• **Provided text**:
-------

Issuing Corporate Securities - Types Of Underwriting Commitments
In a firm commitment underwriting, the underwriter guarantees to purchase all of the securities being offered for sale by the issuer regardless of whether or not they can sell them to investors. A firm commitment underwriting agreement is the most desirable for the issuer because it guarantees them all of their money right away. The more in demand the offering is, the more likely it is that it will be done on a firm commitment basis. In a firm commitment, the underwriter puts their own money at risk if they can’t sell the securities to investors.
Market Out Clause
An underwriter offering securities for an issuer on a firm commitment basis is assuming a substantial amount of risk. As a result the underwriter will insist on having a market out clause in the underwriting agreement. A market out clause would free the underwriter from their obligation to purchase all of the securities in the event of a development that impairs the quality of the securities or that adversely affects the issuer. Poor market conditions are not a reason to invoke the market out clause. An example of when an underwriter could invoke the market out clause would be if the issuer was a bio tech company and the FDA just denied approval of the company's new drug.
In a best efforts underwriting, the underwriters will do their best to sell all of the securities that are being offered by the issuer, but in no way is the underwriter obligated to purchase the securities for their own account. The lower the demand for an issue, the greater likelihood that it will be done on a best efforts basis. Any shares or bonds in a best efforts underwriting that have not been sold will be returned to the issuer.

-------

(Dataset excerpt)
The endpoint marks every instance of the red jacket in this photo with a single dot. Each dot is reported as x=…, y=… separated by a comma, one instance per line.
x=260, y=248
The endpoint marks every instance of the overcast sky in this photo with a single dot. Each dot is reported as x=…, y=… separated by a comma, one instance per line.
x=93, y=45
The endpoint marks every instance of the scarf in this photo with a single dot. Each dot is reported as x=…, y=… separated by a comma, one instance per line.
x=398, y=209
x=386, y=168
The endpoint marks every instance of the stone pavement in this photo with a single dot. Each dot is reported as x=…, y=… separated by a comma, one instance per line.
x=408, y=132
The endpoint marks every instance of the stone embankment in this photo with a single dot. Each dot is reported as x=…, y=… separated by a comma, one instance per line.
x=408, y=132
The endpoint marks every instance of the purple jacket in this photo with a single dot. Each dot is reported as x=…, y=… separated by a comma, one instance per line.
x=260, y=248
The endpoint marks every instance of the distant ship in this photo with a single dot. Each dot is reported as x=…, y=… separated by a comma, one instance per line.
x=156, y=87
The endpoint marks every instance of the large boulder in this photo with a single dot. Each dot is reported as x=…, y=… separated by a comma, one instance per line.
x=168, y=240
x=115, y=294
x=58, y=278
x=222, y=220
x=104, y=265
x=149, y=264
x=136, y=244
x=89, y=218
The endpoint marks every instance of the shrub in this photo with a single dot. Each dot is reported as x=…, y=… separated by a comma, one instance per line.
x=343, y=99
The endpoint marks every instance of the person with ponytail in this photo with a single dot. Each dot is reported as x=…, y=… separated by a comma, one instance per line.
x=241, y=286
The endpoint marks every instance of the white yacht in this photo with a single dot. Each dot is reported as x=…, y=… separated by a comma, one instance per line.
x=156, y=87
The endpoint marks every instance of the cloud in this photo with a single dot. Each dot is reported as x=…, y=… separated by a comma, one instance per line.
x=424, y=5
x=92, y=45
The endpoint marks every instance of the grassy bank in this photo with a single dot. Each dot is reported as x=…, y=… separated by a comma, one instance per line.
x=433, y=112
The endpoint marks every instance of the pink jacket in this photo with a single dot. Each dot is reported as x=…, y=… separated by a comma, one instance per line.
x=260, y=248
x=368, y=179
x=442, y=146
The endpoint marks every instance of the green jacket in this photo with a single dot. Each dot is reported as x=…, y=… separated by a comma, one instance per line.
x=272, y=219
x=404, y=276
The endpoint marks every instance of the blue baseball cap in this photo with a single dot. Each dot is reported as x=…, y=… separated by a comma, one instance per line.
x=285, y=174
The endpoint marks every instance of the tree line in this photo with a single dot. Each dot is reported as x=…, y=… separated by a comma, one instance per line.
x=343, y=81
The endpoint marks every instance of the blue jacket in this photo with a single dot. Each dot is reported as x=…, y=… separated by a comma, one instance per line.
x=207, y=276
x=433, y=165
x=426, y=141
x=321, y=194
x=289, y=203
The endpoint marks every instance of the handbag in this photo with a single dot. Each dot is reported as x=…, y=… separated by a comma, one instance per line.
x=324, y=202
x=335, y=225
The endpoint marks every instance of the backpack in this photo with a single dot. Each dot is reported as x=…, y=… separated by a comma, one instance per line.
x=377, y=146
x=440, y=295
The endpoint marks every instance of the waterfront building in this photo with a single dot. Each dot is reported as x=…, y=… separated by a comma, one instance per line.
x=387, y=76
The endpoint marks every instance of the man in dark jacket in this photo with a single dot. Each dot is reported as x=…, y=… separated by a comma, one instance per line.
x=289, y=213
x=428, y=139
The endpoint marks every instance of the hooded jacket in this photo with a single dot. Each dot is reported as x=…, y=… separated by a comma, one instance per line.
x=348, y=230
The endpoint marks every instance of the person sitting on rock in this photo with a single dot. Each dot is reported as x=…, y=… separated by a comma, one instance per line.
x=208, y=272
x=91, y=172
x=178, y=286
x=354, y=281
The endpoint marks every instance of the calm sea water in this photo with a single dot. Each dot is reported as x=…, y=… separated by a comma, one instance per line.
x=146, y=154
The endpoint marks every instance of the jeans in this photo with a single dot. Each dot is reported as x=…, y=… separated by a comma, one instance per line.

-------

• **What to do**: Copy the full passage on types of underwriting commitments word for word.

• **Full solution**:
Issuing Corporate Securities - Types Of Underwriting Commitments
In a firm commitment underwriting, the underwriter guarantees to purchase all of the securities being offered for sale by the issuer regardless of whether or not they can sell them to investors. A firm commitment underwriting agreement is the most desirable for the issuer because it guarantees them all of their money right away. The more in demand the offering is, the more likely it is that it will be done on a firm commitment basis. In a firm commitment, the underwriter puts their own money at risk if they can’t sell the securities to investors.
Market Out Clause
An underwriter offering securities for an issuer on a firm commitment basis is assuming a substantial amount of risk. As a result the underwriter will insist on having a market out clause in the underwriting agreement. A market out clause would free the underwriter from their obligation to purchase all of the securities in the event of a development that impairs the quality of the securities or that adversely affects the issuer. Poor market conditions are not a reason to invoke the market out clause. An example of when an underwriter could invoke the market out clause would be if the issuer was a bio tech company and the FDA just denied approval of the company's new drug.
In a best efforts underwriting, the underwriters will do their best to sell all of the securities that are being offered by the issuer, but in no way is the underwriter obligated to purchase the securities for their own account. The lower the demand for an issue, the greater likelihood that it will be done on a best efforts basis. Any shares or bonds in a best efforts underwriting that have not been sold will be returned to the issuer.